▶ [Exercise prompt]: Repeat word for word the line with "Where can you spot the lamp" and every line after it until the records below run out.

..............................

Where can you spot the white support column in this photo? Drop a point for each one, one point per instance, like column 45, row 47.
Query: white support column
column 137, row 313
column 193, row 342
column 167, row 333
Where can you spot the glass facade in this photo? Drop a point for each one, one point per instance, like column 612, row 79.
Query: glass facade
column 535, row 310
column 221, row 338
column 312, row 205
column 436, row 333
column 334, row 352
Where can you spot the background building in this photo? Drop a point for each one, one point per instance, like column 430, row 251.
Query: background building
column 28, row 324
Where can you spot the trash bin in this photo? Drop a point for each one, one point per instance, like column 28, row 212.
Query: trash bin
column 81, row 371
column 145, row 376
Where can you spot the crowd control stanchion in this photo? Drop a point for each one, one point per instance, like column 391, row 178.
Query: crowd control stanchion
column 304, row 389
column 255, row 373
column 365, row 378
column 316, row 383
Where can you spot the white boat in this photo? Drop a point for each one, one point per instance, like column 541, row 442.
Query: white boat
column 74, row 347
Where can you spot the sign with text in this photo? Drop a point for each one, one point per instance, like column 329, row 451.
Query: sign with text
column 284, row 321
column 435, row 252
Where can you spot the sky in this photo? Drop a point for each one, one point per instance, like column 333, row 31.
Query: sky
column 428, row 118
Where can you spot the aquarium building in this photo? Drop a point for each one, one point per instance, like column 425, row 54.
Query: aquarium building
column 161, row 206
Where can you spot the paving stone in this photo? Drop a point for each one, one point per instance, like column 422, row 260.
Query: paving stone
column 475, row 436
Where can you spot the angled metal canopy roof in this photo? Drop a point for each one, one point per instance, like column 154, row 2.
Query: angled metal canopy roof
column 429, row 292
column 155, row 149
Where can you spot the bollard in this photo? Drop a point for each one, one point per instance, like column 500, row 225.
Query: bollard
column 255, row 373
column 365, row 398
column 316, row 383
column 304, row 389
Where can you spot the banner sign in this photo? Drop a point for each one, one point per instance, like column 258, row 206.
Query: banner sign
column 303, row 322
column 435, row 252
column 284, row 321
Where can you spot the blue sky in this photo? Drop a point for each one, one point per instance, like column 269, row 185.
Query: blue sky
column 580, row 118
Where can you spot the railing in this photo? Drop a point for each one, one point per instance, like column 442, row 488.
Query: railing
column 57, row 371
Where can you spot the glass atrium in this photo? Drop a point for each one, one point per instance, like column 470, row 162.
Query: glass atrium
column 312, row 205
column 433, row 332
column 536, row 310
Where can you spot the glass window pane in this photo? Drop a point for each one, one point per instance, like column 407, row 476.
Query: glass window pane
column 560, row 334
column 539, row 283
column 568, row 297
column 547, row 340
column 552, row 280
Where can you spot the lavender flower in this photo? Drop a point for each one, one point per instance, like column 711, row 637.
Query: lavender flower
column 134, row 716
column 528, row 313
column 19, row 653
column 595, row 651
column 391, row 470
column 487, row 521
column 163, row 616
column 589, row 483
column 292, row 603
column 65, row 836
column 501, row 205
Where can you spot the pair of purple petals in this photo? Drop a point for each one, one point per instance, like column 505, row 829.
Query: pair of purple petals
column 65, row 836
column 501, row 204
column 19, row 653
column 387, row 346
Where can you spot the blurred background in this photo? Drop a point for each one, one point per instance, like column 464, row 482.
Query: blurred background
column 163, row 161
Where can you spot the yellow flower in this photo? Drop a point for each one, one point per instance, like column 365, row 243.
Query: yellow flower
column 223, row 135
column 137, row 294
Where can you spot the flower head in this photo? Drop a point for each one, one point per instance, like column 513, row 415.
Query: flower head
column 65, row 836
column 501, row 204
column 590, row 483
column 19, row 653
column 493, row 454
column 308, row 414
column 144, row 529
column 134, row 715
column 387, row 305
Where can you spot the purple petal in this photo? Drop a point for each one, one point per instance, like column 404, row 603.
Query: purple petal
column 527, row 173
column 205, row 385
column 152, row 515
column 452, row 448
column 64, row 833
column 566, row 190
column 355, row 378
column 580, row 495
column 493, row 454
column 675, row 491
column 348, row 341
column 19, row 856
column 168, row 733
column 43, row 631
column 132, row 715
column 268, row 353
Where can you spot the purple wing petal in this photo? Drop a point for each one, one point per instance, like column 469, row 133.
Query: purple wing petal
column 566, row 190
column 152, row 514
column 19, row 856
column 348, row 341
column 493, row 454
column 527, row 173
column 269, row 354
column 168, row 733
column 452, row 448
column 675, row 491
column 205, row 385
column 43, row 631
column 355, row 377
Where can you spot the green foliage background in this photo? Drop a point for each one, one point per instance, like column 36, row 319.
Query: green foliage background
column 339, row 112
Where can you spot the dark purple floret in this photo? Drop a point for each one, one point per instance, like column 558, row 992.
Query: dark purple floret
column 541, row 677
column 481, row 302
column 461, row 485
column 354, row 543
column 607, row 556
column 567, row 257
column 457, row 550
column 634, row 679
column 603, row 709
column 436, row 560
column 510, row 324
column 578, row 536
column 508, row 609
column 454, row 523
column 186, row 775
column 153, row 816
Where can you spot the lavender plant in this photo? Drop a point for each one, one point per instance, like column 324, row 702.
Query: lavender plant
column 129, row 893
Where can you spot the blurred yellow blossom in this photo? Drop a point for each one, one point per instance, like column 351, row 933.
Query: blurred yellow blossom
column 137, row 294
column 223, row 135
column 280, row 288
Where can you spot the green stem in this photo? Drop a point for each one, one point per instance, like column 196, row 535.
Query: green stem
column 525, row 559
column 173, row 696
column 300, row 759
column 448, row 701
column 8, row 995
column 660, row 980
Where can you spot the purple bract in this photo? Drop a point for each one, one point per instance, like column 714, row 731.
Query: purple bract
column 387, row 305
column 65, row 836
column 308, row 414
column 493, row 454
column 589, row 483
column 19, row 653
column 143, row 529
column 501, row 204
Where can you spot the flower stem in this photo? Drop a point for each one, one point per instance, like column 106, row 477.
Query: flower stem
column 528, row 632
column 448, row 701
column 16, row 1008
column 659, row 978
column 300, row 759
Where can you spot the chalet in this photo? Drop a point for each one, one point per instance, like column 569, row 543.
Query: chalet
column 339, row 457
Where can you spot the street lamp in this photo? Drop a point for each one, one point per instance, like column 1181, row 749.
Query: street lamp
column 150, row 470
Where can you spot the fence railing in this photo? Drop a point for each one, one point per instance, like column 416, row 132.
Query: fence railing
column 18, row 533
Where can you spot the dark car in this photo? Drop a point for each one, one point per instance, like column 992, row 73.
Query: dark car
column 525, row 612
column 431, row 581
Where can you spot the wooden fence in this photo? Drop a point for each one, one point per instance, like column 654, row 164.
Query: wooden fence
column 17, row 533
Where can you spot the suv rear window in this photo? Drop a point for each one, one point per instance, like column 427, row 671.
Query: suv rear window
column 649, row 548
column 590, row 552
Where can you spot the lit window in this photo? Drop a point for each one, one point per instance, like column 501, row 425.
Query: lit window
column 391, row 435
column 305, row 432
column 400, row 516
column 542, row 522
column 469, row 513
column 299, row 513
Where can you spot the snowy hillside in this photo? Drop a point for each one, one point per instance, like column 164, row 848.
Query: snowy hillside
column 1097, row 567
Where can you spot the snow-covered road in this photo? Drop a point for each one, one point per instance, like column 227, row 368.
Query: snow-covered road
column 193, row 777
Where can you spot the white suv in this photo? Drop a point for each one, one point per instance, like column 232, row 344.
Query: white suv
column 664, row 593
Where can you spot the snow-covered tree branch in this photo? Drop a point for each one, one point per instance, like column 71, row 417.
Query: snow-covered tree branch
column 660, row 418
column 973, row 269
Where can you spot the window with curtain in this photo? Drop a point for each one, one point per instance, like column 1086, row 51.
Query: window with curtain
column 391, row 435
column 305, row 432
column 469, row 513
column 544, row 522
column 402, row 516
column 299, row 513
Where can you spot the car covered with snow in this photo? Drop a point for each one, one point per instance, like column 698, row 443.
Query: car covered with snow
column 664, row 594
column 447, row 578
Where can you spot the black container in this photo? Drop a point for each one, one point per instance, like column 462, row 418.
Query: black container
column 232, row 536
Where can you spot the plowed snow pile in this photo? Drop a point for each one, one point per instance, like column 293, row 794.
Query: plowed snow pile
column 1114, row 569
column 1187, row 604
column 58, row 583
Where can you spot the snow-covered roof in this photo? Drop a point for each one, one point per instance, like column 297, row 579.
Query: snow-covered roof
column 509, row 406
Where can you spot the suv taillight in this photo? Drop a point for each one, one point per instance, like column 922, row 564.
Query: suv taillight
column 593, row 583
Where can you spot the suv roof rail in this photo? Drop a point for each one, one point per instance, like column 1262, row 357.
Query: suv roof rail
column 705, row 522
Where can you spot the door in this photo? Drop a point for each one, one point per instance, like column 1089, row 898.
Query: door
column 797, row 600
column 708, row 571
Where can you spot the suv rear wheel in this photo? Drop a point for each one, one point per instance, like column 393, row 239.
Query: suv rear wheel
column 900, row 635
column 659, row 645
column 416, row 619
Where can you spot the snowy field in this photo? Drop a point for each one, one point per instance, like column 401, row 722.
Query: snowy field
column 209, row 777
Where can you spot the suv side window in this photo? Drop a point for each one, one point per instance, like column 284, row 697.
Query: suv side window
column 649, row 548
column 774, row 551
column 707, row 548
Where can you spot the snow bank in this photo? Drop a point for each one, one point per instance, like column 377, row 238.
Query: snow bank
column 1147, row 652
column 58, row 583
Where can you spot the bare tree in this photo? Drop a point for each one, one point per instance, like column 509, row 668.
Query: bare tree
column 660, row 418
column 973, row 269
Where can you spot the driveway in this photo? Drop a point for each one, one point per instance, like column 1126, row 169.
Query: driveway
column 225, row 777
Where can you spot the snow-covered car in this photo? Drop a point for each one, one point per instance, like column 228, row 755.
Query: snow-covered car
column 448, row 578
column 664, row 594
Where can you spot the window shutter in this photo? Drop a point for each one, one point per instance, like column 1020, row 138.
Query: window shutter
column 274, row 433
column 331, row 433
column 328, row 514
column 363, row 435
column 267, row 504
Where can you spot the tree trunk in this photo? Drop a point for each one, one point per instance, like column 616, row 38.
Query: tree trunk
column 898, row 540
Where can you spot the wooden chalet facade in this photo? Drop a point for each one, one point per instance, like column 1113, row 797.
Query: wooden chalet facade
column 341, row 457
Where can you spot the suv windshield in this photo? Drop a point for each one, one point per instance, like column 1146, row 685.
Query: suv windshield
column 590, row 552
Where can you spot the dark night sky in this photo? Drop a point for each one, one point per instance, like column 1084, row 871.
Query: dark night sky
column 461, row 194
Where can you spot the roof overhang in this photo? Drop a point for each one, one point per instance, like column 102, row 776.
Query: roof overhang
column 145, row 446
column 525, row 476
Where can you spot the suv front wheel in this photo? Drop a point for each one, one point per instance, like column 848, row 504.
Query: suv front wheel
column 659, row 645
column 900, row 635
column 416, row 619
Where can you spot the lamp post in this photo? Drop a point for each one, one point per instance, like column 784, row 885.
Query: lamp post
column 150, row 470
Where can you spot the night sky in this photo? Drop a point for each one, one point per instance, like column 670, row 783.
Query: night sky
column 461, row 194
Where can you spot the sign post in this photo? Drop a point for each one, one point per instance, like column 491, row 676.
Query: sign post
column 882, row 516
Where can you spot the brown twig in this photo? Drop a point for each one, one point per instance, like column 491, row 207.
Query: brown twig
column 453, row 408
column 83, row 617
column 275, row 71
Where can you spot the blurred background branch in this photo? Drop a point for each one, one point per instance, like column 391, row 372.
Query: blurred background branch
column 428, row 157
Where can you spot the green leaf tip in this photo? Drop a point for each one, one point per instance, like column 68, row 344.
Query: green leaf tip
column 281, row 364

..............................

▶ [The output]:
Where can you spot the lamp post in this photo? Drop a point for each one, one point per instance, like column 784, row 885.
Query: lamp post
column 150, row 470
Where can you spot the night sky in this photo? Drop a point for each one, one point per instance, like column 670, row 783.
Query: night sky
column 461, row 194
Where can you spot the sign post in this photo? Drop a point for each one, one point per instance, like column 491, row 676.
Query: sign post
column 882, row 516
Where can you spot the brown twig in this photo? Drop a point for each one, one point per instance, like column 491, row 207.
Query: brown twig
column 453, row 408
column 83, row 617
column 275, row 71
Where can you spot the blurred background branch in this photo? Drop a point for each one, one point per instance, like column 391, row 372.
Query: blurred background branch
column 428, row 157
Where can you spot the green leaf tip in this photo? Drop a point for each one, one point per instance, like column 68, row 344.
Query: green leaf tip
column 281, row 364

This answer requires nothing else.